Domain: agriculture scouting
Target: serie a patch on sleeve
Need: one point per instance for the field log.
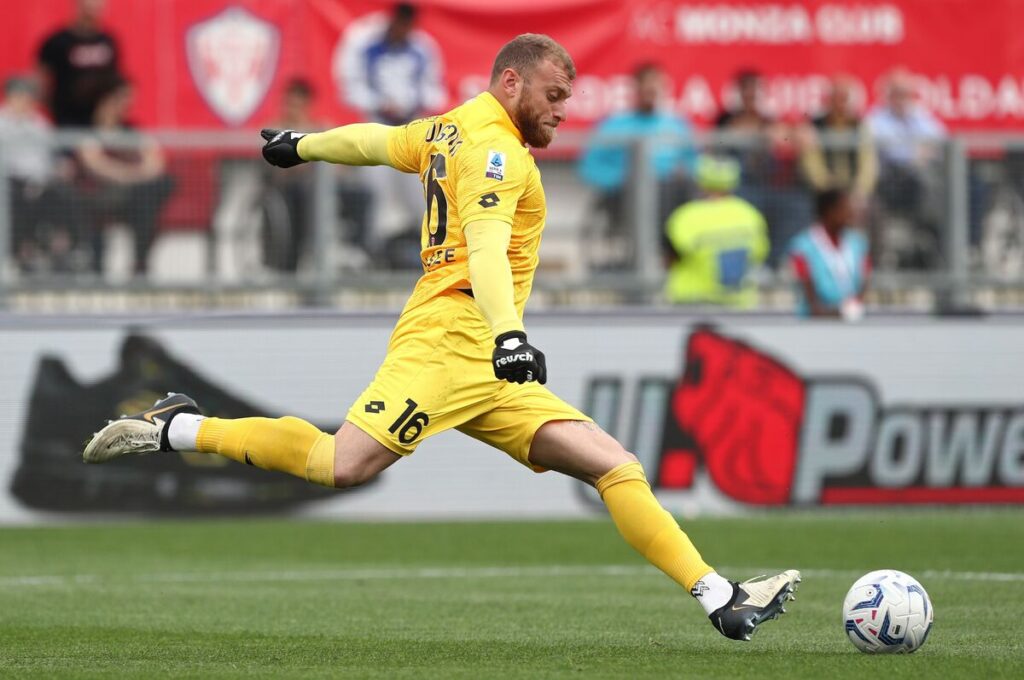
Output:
(496, 166)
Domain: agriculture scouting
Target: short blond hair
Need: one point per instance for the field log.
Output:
(525, 51)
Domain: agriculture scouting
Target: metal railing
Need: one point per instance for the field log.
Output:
(228, 230)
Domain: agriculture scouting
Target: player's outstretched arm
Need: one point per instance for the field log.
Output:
(360, 143)
(491, 275)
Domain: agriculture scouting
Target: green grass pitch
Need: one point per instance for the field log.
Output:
(299, 599)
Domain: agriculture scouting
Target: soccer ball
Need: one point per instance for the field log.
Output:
(887, 611)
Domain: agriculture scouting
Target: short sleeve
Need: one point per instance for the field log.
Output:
(404, 145)
(489, 179)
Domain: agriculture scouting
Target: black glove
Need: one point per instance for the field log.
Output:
(282, 147)
(517, 360)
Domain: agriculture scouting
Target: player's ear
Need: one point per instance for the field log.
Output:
(511, 82)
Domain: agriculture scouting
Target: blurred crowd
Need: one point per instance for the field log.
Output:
(765, 194)
(761, 197)
(66, 198)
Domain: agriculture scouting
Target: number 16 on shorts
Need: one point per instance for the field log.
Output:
(410, 424)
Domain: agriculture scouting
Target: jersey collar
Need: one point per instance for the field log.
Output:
(502, 116)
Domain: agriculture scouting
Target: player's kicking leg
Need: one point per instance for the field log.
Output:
(584, 451)
(287, 444)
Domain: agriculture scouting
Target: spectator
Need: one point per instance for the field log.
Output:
(847, 166)
(40, 209)
(123, 175)
(606, 163)
(830, 261)
(296, 184)
(767, 153)
(392, 72)
(718, 240)
(76, 61)
(909, 187)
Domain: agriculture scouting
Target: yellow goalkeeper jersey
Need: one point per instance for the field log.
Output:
(474, 166)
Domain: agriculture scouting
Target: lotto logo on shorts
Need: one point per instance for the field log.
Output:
(496, 166)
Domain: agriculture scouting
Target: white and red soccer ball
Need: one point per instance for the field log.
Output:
(887, 611)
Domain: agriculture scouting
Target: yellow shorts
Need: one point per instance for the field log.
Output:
(437, 376)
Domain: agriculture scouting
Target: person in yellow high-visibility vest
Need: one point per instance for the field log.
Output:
(717, 241)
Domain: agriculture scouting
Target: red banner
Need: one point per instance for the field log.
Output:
(223, 62)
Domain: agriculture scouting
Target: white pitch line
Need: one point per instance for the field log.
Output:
(397, 574)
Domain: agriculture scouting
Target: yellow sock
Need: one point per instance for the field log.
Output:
(285, 444)
(648, 527)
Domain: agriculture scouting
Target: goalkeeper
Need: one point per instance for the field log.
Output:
(460, 356)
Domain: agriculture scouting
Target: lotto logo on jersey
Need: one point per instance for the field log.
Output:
(496, 166)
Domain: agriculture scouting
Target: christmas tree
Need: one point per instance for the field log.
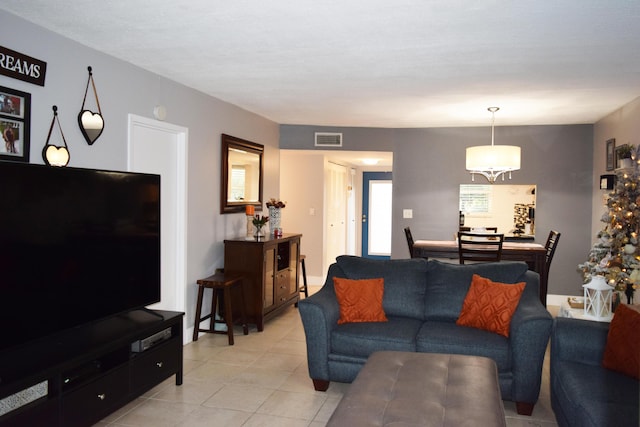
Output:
(616, 253)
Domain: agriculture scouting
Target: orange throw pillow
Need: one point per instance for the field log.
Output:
(360, 300)
(622, 352)
(490, 305)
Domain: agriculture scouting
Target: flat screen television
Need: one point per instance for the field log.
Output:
(76, 246)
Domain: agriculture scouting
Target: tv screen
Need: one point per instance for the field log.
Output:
(76, 245)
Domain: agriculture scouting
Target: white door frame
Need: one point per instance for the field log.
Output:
(179, 240)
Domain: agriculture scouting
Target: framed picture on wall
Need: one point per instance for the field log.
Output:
(15, 121)
(611, 154)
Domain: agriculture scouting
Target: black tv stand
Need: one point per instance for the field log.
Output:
(90, 371)
(152, 312)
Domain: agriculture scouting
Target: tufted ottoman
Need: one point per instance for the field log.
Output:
(422, 389)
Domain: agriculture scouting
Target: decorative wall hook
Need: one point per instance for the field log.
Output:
(54, 155)
(91, 124)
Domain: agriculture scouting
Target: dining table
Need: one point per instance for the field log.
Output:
(534, 254)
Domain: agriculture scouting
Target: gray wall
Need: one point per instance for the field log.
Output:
(429, 166)
(123, 89)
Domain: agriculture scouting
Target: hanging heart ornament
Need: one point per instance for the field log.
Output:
(56, 156)
(91, 125)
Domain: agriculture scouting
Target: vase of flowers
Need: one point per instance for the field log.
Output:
(259, 221)
(275, 213)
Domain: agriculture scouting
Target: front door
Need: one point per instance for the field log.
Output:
(376, 214)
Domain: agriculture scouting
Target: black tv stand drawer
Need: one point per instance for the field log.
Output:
(96, 373)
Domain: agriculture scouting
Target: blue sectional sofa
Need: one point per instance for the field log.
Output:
(583, 393)
(422, 301)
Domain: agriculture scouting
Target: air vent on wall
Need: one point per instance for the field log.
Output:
(328, 139)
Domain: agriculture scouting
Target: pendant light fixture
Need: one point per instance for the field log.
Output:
(493, 161)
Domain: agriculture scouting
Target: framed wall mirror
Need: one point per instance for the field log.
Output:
(511, 208)
(242, 174)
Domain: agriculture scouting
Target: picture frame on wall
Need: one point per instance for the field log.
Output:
(611, 154)
(15, 123)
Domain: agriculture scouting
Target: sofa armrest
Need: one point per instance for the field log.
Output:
(577, 340)
(528, 338)
(320, 313)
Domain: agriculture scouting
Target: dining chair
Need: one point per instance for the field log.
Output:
(407, 233)
(475, 229)
(479, 247)
(550, 247)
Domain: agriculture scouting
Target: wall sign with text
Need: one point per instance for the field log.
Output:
(22, 67)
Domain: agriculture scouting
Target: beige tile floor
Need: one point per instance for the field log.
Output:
(260, 381)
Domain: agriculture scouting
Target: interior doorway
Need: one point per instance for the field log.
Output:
(161, 148)
(336, 202)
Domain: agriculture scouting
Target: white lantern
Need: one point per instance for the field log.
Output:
(597, 299)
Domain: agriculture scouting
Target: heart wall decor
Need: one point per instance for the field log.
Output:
(54, 155)
(91, 123)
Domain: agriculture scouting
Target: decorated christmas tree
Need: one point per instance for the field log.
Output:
(616, 253)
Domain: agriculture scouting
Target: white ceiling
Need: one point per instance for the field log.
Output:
(375, 63)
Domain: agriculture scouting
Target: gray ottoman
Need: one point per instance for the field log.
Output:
(422, 389)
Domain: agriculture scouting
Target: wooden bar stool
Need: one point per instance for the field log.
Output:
(303, 288)
(220, 282)
(304, 277)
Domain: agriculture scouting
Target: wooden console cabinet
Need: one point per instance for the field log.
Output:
(92, 370)
(270, 267)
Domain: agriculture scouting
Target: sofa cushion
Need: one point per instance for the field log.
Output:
(360, 300)
(362, 339)
(404, 282)
(592, 396)
(446, 337)
(490, 305)
(449, 283)
(622, 352)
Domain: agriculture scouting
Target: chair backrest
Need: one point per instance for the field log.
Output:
(550, 246)
(492, 229)
(407, 233)
(479, 247)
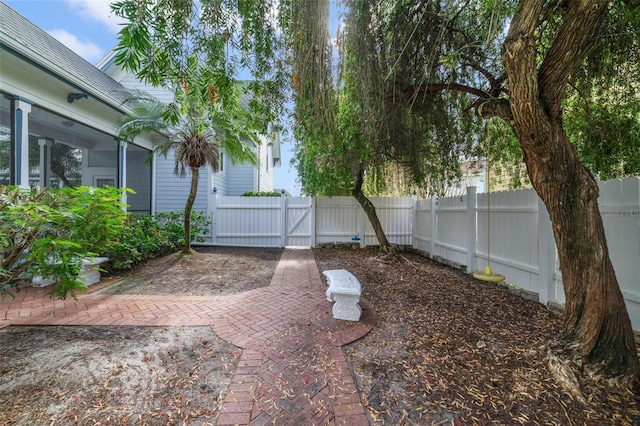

> [Problem to work on]:
Every line of the material must be returned verbatim, and pictures must be left behind.

> [Response box]:
Domain: agriculture scouting
Target: serie a patch on sleeve
Need: one point per instance for the field log.
Output:
(496, 166)
Domain: agriculture scouting
Target: short blond hair
Need: one point per instance for the field log.
Output:
(525, 51)
Domain: agriculture scouting
Target: metal railing
Need: one point per instance for the field log.
Output:
(228, 230)
Domain: agriculture scouting
Target: player's outstretched arm
Need: one point per instance for the field log.
Output:
(360, 143)
(491, 275)
Domain: agriculture scouting
Target: green grass pitch
Need: one point per instance for the field log.
Output:
(299, 599)
Domain: agriculture scouting
Target: soccer ball
Need: one point per instance for the field log.
Output:
(887, 611)
Domain: agriculture scouting
Target: short sleeve
Need: one point per instance for the field log.
Output:
(404, 145)
(489, 179)
Domain: agriculture scouting
Target: black glove
Need: one point per instance for the field log.
Output:
(282, 147)
(517, 360)
Domain: agriculture scouting
Target: player's ear
Need: one point per instance for the field log.
Output:
(511, 82)
Domain: agriculture scouting
Target: blurred crowd
Need: one point per instance for the field log.
Output:
(765, 194)
(761, 197)
(66, 198)
Domain: agriculture scouting
Target: number 16 on shorts
Need: one point per instance for the field log.
Output:
(410, 424)
Domain: agriculture scouting
Target: jersey collar
Need: one point per instance for the field log.
Output:
(502, 116)
Domain: agriculture scouting
Target: player's kicking leg
Need: one point per instance for the field log.
Output:
(584, 451)
(287, 444)
Domain: agriculture scouting
Target: spectator
Need: one point per instance for the field log.
Output:
(847, 166)
(40, 209)
(123, 175)
(606, 163)
(830, 261)
(296, 184)
(767, 153)
(392, 72)
(718, 240)
(76, 61)
(909, 187)
Domain: agriculture scouting
Target: yellow goalkeeper jersey
Need: one point per instance for the field log.
Output:
(474, 166)
Domain: agriculture scouting
Target: lotto logo on shorts
Need: one point per instance for the field log.
Output:
(496, 166)
Domain: agriculture scouting
Target: white and red soccer ball
Need: one point per instance for the field log.
Output:
(887, 611)
Domain: agriculture scouting
Target: yellow shorts
Need: one point per instance for the field log.
Output:
(437, 376)
Domain: agriculture scouting
Target: person in yellow high-visibility vest
Need: one point per instance for the field log.
Output:
(717, 241)
Domain: agriculture scouting
Target: red banner
Need: one point per instance for the field log.
Output:
(223, 62)
Domain: agriculture scouting
Target: white pitch line
Need: one point per instance for the field log.
Output:
(397, 574)
Domain: agriculture scouting
Target: yellow sock
Need: one point per instance for the field log.
Output:
(285, 444)
(648, 527)
Domain: agriculture scouting
Target: goalkeeper
Need: one point per instance for the field log.
Output:
(460, 356)
Domain: agriculture scouting
Target: lotto logo on jersey
Need: one point per instance for the field log.
Output:
(496, 166)
Domain: agriculture scouting
Target: christmas tree
Need: one point per instance for the field log.
Output:
(616, 253)
Domain: agriculture scouting
Target: orange throw pillow
Need: one point per instance for the field log.
Output:
(360, 300)
(622, 352)
(490, 305)
Domain: agriculture scouting
Target: flat screen television
Need: one point per instance for the field log.
Output:
(76, 246)
Domain: agriculture scouting
Target: tv screen
Need: one point per instance for the field log.
Output:
(76, 245)
Domain: agriculture scouting
Target: white door frame
Need: one point per instance for the field log.
Output:
(179, 240)
Domain: agriculture scouting
Target: framed picture on wall
Need: one point per instance for the field log.
Output:
(15, 121)
(611, 154)
Domain: agriculture scouting
Target: black tv stand
Need: one point per instance for the field log.
Output:
(90, 371)
(152, 312)
Domain: agriculture scouting
Target: tufted ottoman
Need: one point per instance for the field log.
Output:
(422, 389)
Domain: agriculture scouting
Target: decorative wall hook
Need: one point per instance for the field log.
Output:
(54, 155)
(91, 124)
Domain: agriculture scouting
Target: dining table
Need: one point per instance for the field log.
Output:
(534, 254)
Domain: agriculture scouting
Target: gray wall
Need: one point per instance for the field log.
Output:
(429, 166)
(123, 89)
Domain: agriculture scouting
Target: hanging heart ornament
Need: one point per instance for the field log.
Output:
(56, 156)
(91, 125)
Domain: agriculture scouting
Target: vase of flowers
Need: one point per instance for the field log.
Output:
(259, 221)
(275, 213)
Domain: agriculture scouting
Target: front door
Need: one point per instance for the field log.
Output:
(376, 214)
Domain: agriculture scouting
Target: black tv stand drawer
Need: one point per instance for the field log.
Output:
(96, 373)
Domain: agriculture scouting
Target: blue sectional sofa
Need: one point per instance for the field log.
Output:
(583, 393)
(422, 301)
Domain: agriculture scouting
Target: air vent on wall
Need: one point per instance for the field log.
Output:
(328, 139)
Domain: agriculture scouting
Target: pendant light fixture
Need: one point per instance for the field log.
Output:
(493, 161)
Domain: agriculture scouting
Target: framed wall mirror
Need: one point per instance for the field log.
Output:
(511, 208)
(242, 174)
Domain: agriculture scouting
Target: picture frame on wall
Need: one point per instance for the field log.
Output:
(611, 154)
(15, 123)
Domain: agriculture scouting
Target: sofa armrest
Need: one point per instance for the field log.
Output:
(577, 340)
(528, 338)
(320, 313)
Domain: agriculture scouting
Target: dining chair
Need: one point per instance for the field log.
Output:
(407, 233)
(475, 229)
(479, 247)
(550, 247)
Domain: agriculture scouting
Target: wall sign with text
Need: one point per instance for the field log.
Output:
(22, 67)
Domain: agriculture scouting
Target: beige tile floor
Need: one point per instance for the field log.
Output:
(260, 381)
Domain: agriculture scouting
Target: interior doorway
Need: one point per instance for the field log.
Output:
(161, 148)
(336, 202)
Domain: agriculture scouting
Target: white lantern
Need: one point per instance for the field log.
Output:
(597, 299)
Domain: agriculture scouting
Target: heart wall decor
Need: one point per instance for the field log.
Output:
(54, 155)
(91, 123)
Domain: agriculture scouting
Target: decorated christmas tree
Need: one point per instance for the field log.
Output:
(616, 253)
Domain: agriculture scouting
Target: white ceiling
Need: one point per instance for the field log.
Output:
(375, 63)
Domain: agriculture scouting
Target: gray ottoman
Need: one point per instance for the field log.
Output:
(422, 389)
Domain: agriculture scouting
Target: wooden bar stool
Need: one point per instance for the field log.
Output:
(303, 288)
(220, 282)
(304, 277)
Domain: agriculture scouting
Target: wooden console cabinet
Need: one point per instance for the field log.
Output:
(92, 370)
(270, 267)
Domain: agriculture scouting
Target: sofa cushion
Need: one point per instance for the field log.
Output:
(360, 300)
(362, 339)
(404, 282)
(592, 396)
(446, 337)
(490, 305)
(449, 283)
(622, 352)
Domain: agriculture scouting
Target: chair backrest
Need: one point per instance for the field log.
Output:
(550, 246)
(492, 229)
(407, 233)
(479, 247)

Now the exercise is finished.